━━━ SUPPLIED MATERIAL

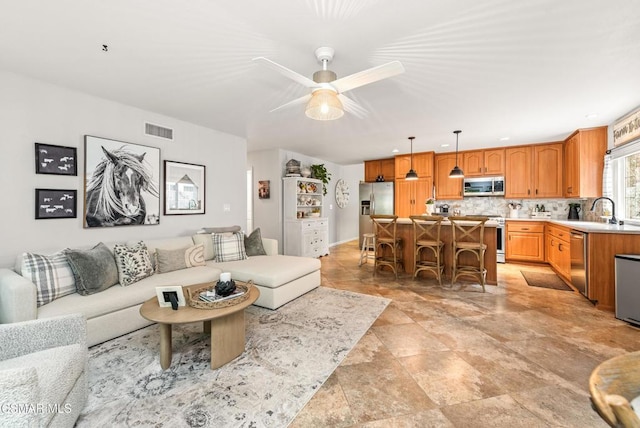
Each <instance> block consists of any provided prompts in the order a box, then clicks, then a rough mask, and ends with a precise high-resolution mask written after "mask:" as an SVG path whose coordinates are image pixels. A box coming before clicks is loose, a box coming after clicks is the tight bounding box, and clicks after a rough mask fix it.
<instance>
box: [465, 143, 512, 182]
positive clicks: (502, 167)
mask: <svg viewBox="0 0 640 428" xmlns="http://www.w3.org/2000/svg"><path fill="white" fill-rule="evenodd" d="M504 156H505V150H504V149H491V150H471V151H466V152H462V170H463V171H464V175H465V176H466V177H482V176H496V175H504V162H505V160H504Z"/></svg>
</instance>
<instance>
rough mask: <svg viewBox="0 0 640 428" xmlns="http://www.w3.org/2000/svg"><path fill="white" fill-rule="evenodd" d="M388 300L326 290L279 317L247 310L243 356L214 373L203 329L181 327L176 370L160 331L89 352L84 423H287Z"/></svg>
mask: <svg viewBox="0 0 640 428" xmlns="http://www.w3.org/2000/svg"><path fill="white" fill-rule="evenodd" d="M389 302H390V300H389V299H385V298H381V297H374V296H368V295H364V294H358V293H352V292H348V291H341V290H335V289H330V288H325V287H319V288H317V289H315V290H312V291H310V292H309V293H307V294H305V295H303V296H301V297H300V298H298V299H296V300H294V301H292V302H290V303H288V304H286V305H285V306H283V307H281V308H279V309H278V310H276V311H272V310H269V309H264V308H259V307H257V306H250V307H249V308H247V310H246V316H245V319H246V347H245V349H246V350H245V352H244V353H243V354H242V355H241V356H240V357H238V358H236V359H235V360H233V361H232V362H230V363H229V364H226V365H225V366H223V367H221V368H219V369H217V370H211V369H210V352H209V346H210V343H209V342H210V340H208V339H207V337H206V335H204V334H203V333H202V324H201V323H194V324H184V325H176V326H174V328H173V358H172V361H171V367H170V368H169V369H167V370H166V371H162V369H161V368H160V362H159V329H158V326H157V325H152V326H149V327H146V328H144V329H141V330H138V331H135V332H133V333H130V334H128V335H125V336H122V337H120V338H117V339H114V340H111V341H109V342H106V343H103V344H101V345H97V346H95V347H92V348H90V349H89V354H90V355H89V399H88V402H87V405H86V406H85V408H84V410H83V412H82V414H81V415H80V418H79V420H78V423H77V425H76V426H77V427H97V426H118V427H133V426H135V427H216V428H219V427H285V426H287V425H288V424H289V423H290V422H291V421H292V420H293V419H294V418H295V416H296V415H297V414H298V412H299V411H300V410H302V408H303V407H304V406H305V404H306V403H307V402H308V401H309V400H310V399H311V397H313V395H314V394H315V392H316V391H317V390H318V389H319V388H320V386H321V385H322V384H323V383H324V382H325V381H326V379H327V378H328V377H329V375H331V373H332V372H333V371H334V370H335V368H336V367H337V366H338V365H339V364H340V362H341V361H342V360H343V359H344V357H346V355H347V354H348V353H349V351H350V350H351V349H352V348H353V347H354V346H355V344H356V343H357V342H358V341H359V340H360V338H361V337H362V336H363V335H364V333H365V332H366V331H367V330H368V329H369V327H370V326H371V324H372V323H373V322H374V321H375V320H376V319H377V318H378V316H379V315H380V314H381V313H382V311H383V310H384V308H385V307H386V306H387V305H388V304H389Z"/></svg>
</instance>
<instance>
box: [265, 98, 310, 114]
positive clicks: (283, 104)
mask: <svg viewBox="0 0 640 428" xmlns="http://www.w3.org/2000/svg"><path fill="white" fill-rule="evenodd" d="M310 99H311V94H308V95H305V96H303V97H300V98H296V99H295V100H293V101H289V102H288V103H286V104H282V105H281V106H280V107H276V108H274V109H273V110H271V111H269V113H273V112H274V111H276V110H280V109H283V108H287V107H291V106H295V105H298V104H306V103H308V102H309V100H310Z"/></svg>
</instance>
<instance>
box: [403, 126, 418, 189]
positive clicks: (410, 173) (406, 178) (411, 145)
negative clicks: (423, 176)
mask: <svg viewBox="0 0 640 428" xmlns="http://www.w3.org/2000/svg"><path fill="white" fill-rule="evenodd" d="M414 138H416V137H409V141H411V166H410V167H409V172H407V175H405V176H404V179H405V180H409V181H411V180H417V179H418V173H417V172H415V171H414V170H413V139H414Z"/></svg>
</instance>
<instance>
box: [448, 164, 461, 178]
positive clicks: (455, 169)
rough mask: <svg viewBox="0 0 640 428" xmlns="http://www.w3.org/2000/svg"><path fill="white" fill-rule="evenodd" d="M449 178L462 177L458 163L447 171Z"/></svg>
mask: <svg viewBox="0 0 640 428" xmlns="http://www.w3.org/2000/svg"><path fill="white" fill-rule="evenodd" d="M449 178H464V172H463V171H462V170H461V169H460V167H459V166H458V165H456V166H454V167H453V169H452V170H451V172H450V173H449Z"/></svg>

━━━━━━

* REQUIRED ACTION *
Extract every line of text from the entries above verbatim, leaving out the pictures.

* TASK OUTPUT *
Each <instance> block consists of any provided prompts in the order a box, then clicks, then a rough mask, and ends with a precise high-resolution mask written after "mask:" as an SVG path whose coordinates are image pixels. A box coming before clicks is loose, a box coming after clicks is the tight bounding box, and clicks after a rough mask fix it.
<instance>
box: [465, 143, 512, 182]
positive clicks: (502, 167)
mask: <svg viewBox="0 0 640 428" xmlns="http://www.w3.org/2000/svg"><path fill="white" fill-rule="evenodd" d="M504 156H505V150H504V149H491V150H471V151H466V152H462V170H463V171H464V175H465V176H466V177H482V176H496V175H504V162H505V160H504Z"/></svg>
</instance>
<instance>
rough mask: <svg viewBox="0 0 640 428" xmlns="http://www.w3.org/2000/svg"><path fill="white" fill-rule="evenodd" d="M388 300L326 290L279 317L247 310L243 356L214 373L203 329L181 327L176 370L160 331L89 352L84 423H287Z"/></svg>
mask: <svg viewBox="0 0 640 428" xmlns="http://www.w3.org/2000/svg"><path fill="white" fill-rule="evenodd" d="M389 302H390V300H389V299H385V298H381V297H374V296H368V295H364V294H358V293H352V292H348V291H341V290H335V289H330V288H325V287H319V288H317V289H315V290H312V291H310V292H309V293H307V294H305V295H303V296H301V297H300V298H298V299H296V300H294V301H292V302H290V303H288V304H286V305H285V306H283V307H281V308H279V309H278V310H276V311H272V310H269V309H264V308H259V307H257V306H250V307H249V308H247V310H246V316H245V319H246V347H245V349H246V350H245V352H244V353H243V354H242V355H241V356H240V357H238V358H236V359H235V360H233V361H232V362H230V363H229V364H226V365H225V366H223V367H221V368H219V369H217V370H211V369H210V352H209V346H210V343H209V342H210V340H208V339H207V337H206V335H204V334H203V333H202V324H201V323H194V324H184V325H176V326H174V328H173V358H172V361H171V367H170V368H169V369H167V370H166V371H162V369H161V368H160V362H159V329H158V326H157V325H152V326H149V327H146V328H144V329H141V330H138V331H135V332H133V333H130V334H128V335H125V336H122V337H120V338H117V339H114V340H111V341H109V342H106V343H103V344H101V345H97V346H95V347H92V348H90V349H89V354H90V355H89V399H88V402H87V405H86V406H85V408H84V410H83V412H82V414H81V415H80V418H79V420H78V423H77V425H76V426H77V427H97V426H118V427H133V426H135V427H216V428H219V427H285V426H287V425H288V424H289V423H290V422H291V421H292V420H293V419H294V418H295V416H296V415H297V414H298V412H299V411H300V410H302V408H303V407H304V406H305V404H306V403H307V402H308V401H309V400H310V399H311V397H313V395H314V394H315V392H316V391H317V390H318V389H319V388H320V386H321V385H322V384H323V383H324V382H325V381H326V379H327V378H328V377H329V375H331V373H332V372H333V371H334V370H335V368H336V367H337V366H338V365H339V364H340V362H341V361H342V360H343V359H344V357H346V355H347V354H348V353H349V351H350V350H351V349H352V348H353V347H354V346H355V344H356V343H357V342H358V341H359V340H360V338H361V337H362V336H363V335H364V333H365V332H366V331H367V330H368V329H369V327H370V326H371V324H372V323H373V322H374V321H375V320H376V319H377V318H378V316H379V315H380V314H381V313H382V311H383V310H384V308H385V307H386V306H387V305H388V304H389Z"/></svg>
</instance>
<instance>
box: [265, 98, 310, 114]
positive clicks: (283, 104)
mask: <svg viewBox="0 0 640 428" xmlns="http://www.w3.org/2000/svg"><path fill="white" fill-rule="evenodd" d="M310 99H311V94H308V95H305V96H303V97H300V98H296V99H295V100H293V101H289V102H288V103H286V104H282V105H281V106H280V107H276V108H274V109H273V110H271V111H269V113H273V112H274V111H276V110H280V109H283V108H287V107H291V106H295V105H298V104H306V103H308V102H309V100H310Z"/></svg>
</instance>
<instance>
box: [403, 126, 418, 189]
positive clicks: (410, 173) (406, 178) (411, 145)
negative clicks: (423, 176)
mask: <svg viewBox="0 0 640 428" xmlns="http://www.w3.org/2000/svg"><path fill="white" fill-rule="evenodd" d="M414 138H416V137H409V141H411V166H410V167H409V172H407V175H405V176H404V179H405V180H409V181H411V180H417V179H418V173H417V172H415V171H414V170H413V139H414Z"/></svg>
</instance>
<instance>
box: [448, 164, 461, 178]
positive clicks: (455, 169)
rough mask: <svg viewBox="0 0 640 428" xmlns="http://www.w3.org/2000/svg"><path fill="white" fill-rule="evenodd" d="M449 178L462 177L458 163L447 171Z"/></svg>
mask: <svg viewBox="0 0 640 428" xmlns="http://www.w3.org/2000/svg"><path fill="white" fill-rule="evenodd" d="M449 178H464V172H463V171H462V170H461V169H460V167H459V166H458V165H456V166H454V167H453V169H452V170H451V172H450V173H449Z"/></svg>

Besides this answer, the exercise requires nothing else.